> **SUPPLIED ENTRIES**
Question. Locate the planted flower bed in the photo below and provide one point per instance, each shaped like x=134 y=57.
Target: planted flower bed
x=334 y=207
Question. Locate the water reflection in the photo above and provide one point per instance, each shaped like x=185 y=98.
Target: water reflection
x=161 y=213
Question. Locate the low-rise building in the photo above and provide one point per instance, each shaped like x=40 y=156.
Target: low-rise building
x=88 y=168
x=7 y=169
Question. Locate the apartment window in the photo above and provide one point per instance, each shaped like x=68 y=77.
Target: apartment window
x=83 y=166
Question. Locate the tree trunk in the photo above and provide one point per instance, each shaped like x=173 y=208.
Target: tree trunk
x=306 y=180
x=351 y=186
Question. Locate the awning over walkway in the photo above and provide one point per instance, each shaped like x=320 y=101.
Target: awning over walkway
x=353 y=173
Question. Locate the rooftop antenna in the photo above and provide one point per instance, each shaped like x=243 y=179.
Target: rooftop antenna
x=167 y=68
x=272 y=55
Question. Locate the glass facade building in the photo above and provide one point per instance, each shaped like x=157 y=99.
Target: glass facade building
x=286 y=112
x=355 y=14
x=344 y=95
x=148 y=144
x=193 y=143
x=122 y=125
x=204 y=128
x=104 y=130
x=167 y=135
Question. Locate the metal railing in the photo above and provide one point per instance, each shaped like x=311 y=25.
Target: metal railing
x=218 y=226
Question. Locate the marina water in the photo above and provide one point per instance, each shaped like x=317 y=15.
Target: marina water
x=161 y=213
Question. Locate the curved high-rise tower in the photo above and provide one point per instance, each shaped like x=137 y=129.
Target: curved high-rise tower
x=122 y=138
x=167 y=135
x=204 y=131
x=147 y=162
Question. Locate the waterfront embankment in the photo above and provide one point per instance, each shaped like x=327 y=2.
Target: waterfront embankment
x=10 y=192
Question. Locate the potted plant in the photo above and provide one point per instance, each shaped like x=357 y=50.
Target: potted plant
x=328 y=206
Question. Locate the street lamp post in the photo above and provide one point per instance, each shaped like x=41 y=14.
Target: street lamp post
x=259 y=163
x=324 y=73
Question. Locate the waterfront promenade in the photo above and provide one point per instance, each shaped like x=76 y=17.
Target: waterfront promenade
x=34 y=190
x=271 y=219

> **TASK DIRECTIONS**
Turn every line of the items above into one numbered list, skipping any blank lines.

> **RESULT OF THE TASK**
1. Question. Locate the planted flower bed in the photo below and provide one point per instance, each shaped like x=134 y=57.
2. Target: planted flower bed
3. x=334 y=207
4. Question. Locate the water reflection in the photo above and provide one point per instance, each shaped like x=185 y=98.
5. Target: water reflection
6. x=161 y=213
7. Question. Locate the low-rise building in the photo above and provide one point per instance, each shaped like x=40 y=156.
8. Target: low-rise building
9. x=88 y=168
10. x=7 y=169
11. Question. Locate the apartment window in the photo above and provide one point per instance, each shaped like x=68 y=77.
12. Target: apartment window
13. x=83 y=166
14. Question. Locate the tree trunk in the photo above and provide one point per instance, each shaped like x=173 y=208.
15. Target: tree trunk
16. x=306 y=180
17. x=351 y=186
18. Question. Locate the awning over walkway in the photo above and provide one point per instance, each shaped like x=320 y=101.
19. Target: awning over walkway
20. x=353 y=173
21. Question. Locate the rooftop antenna in the photo above and provide one point per instance, each shaped like x=243 y=179.
22. Target: rooftop antenna
23. x=167 y=68
24. x=272 y=55
25. Question. Locate the glass facade building in the photo above and provide one point per instance, each shaped like x=157 y=99.
26. Target: glass facade building
27. x=286 y=112
28. x=355 y=14
29. x=344 y=95
30. x=148 y=144
31. x=193 y=143
32. x=122 y=125
33. x=204 y=128
34. x=104 y=130
35. x=167 y=135
36. Question. Locate the metal railing in the photo above and provide one point per instance, each shaped like x=311 y=25.
37. Target: metal railing
38. x=218 y=226
39. Question. Locate the marina water in the photo above and provide one point per instance, each shaped like x=317 y=15.
40. Target: marina water
41. x=161 y=213
42. Question. Locate the curved high-rise tower in the photo above and provide one point per instance, each shaped like x=137 y=129.
43. Target: curved high-rise tower
44. x=122 y=138
45. x=167 y=135
46. x=204 y=131
47. x=147 y=162
48. Question. Locate the waterfront embankment in the photo above and provide one point per instance, each shaped like x=327 y=2.
49. Target: waterfront embankment
50. x=10 y=192
51. Question. Locate the potted plant in the photo above and provide one point per instance, each shaped like x=357 y=50.
52. Target: potted plant
53. x=328 y=206
54. Question. Locate the street lamp post in the photo above and provide one point per instance, each shaped like x=41 y=14.
55. Target: street lamp post
56. x=259 y=163
57. x=324 y=73
58. Question. Locate the waterfront promenade in the photo above and provide one point per instance, each shaped like x=76 y=17.
59. Target: waterfront promenade
60. x=34 y=190
61. x=271 y=219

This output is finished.